------ Listed entries
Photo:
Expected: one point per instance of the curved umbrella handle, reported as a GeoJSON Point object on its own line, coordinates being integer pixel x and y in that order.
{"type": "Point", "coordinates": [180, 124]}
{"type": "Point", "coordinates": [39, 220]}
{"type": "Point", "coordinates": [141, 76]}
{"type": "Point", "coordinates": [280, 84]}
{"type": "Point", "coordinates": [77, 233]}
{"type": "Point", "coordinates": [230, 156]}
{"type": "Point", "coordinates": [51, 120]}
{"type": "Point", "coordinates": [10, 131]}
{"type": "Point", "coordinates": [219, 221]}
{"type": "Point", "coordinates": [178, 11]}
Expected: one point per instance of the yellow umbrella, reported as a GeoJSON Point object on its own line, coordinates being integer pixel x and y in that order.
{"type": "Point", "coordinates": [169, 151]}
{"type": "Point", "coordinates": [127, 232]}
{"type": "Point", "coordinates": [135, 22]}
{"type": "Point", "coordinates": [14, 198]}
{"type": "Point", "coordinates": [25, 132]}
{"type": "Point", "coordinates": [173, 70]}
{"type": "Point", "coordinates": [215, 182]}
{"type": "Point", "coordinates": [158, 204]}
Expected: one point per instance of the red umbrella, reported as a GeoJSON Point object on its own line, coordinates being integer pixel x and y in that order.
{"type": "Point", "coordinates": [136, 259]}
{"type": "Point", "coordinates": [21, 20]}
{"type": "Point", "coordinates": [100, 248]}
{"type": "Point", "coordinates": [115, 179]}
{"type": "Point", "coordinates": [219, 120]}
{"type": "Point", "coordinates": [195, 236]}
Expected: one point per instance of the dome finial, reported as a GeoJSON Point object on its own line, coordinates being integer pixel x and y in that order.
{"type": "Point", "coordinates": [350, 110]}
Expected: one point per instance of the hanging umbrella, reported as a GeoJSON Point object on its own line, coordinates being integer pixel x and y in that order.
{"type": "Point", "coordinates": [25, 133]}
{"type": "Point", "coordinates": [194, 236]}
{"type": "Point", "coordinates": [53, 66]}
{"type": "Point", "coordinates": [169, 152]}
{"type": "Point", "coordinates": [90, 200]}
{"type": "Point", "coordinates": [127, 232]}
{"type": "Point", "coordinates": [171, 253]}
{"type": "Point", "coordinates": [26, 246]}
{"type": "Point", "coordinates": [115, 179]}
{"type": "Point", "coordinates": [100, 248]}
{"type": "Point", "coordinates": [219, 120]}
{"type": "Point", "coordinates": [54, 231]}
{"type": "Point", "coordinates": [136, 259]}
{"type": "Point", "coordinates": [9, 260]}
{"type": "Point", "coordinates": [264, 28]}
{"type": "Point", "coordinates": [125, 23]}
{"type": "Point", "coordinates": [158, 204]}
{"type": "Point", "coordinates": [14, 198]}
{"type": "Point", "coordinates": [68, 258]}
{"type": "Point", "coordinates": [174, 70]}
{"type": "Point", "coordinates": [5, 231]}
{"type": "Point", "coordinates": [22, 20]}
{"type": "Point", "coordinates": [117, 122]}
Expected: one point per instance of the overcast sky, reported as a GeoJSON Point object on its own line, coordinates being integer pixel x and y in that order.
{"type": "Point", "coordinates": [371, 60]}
------------
Description of the task |
Render the stretch of the data from the line containing "Expected: one point per instance of the red" through the end of the data as a JSON list of strings, one string per line, with blank lines left out.

The solution |
[
  "Expected: one point per instance of the red umbrella, reported as a GeoJSON Point object on its own line, coordinates being integer pixel x and y in that order.",
  "{\"type\": \"Point\", \"coordinates\": [136, 259]}",
  "{\"type\": \"Point\", \"coordinates\": [21, 20]}",
  "{\"type\": \"Point\", \"coordinates\": [100, 248]}",
  "{\"type\": \"Point\", \"coordinates\": [115, 179]}",
  "{\"type\": \"Point\", \"coordinates\": [219, 120]}",
  "{\"type\": \"Point\", \"coordinates\": [195, 236]}",
  "Expected: one point per instance of the dome finial, reported as a GeoJSON Point object on its own line, coordinates being integer pixel x and y in that order.",
  "{\"type\": \"Point\", \"coordinates\": [350, 110]}",
  "Expected: one point per instance of the hanging umbrella, reported as a GeoJSON Point object on its own line, coordinates being integer pixel x and y in that order.",
  "{\"type\": \"Point\", \"coordinates\": [25, 133]}",
  "{\"type\": \"Point\", \"coordinates\": [194, 236]}",
  "{\"type\": \"Point\", \"coordinates\": [53, 66]}",
  "{\"type\": \"Point\", \"coordinates\": [169, 152]}",
  "{\"type\": \"Point\", \"coordinates\": [90, 200]}",
  "{\"type\": \"Point\", \"coordinates\": [127, 232]}",
  "{\"type\": \"Point\", \"coordinates\": [171, 253]}",
  "{\"type\": \"Point\", \"coordinates\": [26, 246]}",
  "{\"type\": \"Point\", \"coordinates\": [115, 179]}",
  "{\"type\": \"Point\", \"coordinates\": [100, 248]}",
  "{\"type\": \"Point\", \"coordinates\": [219, 120]}",
  "{\"type\": \"Point\", \"coordinates\": [54, 231]}",
  "{\"type\": \"Point\", \"coordinates\": [136, 259]}",
  "{\"type\": \"Point\", \"coordinates\": [9, 260]}",
  "{\"type\": \"Point\", \"coordinates\": [264, 28]}",
  "{\"type\": \"Point\", \"coordinates\": [125, 23]}",
  "{\"type\": \"Point\", \"coordinates\": [158, 204]}",
  "{\"type\": \"Point\", \"coordinates\": [14, 198]}",
  "{\"type\": \"Point\", \"coordinates\": [68, 258]}",
  "{\"type\": \"Point\", \"coordinates\": [174, 70]}",
  "{\"type\": \"Point\", \"coordinates\": [5, 231]}",
  "{\"type\": \"Point\", \"coordinates\": [22, 20]}",
  "{\"type\": \"Point\", \"coordinates\": [117, 122]}",
  "Expected: one point per instance of the overcast sky, reported as a GeoJSON Point object on its own line, coordinates being integer pixel x and y in that order.",
  "{\"type\": \"Point\", \"coordinates\": [371, 60]}"
]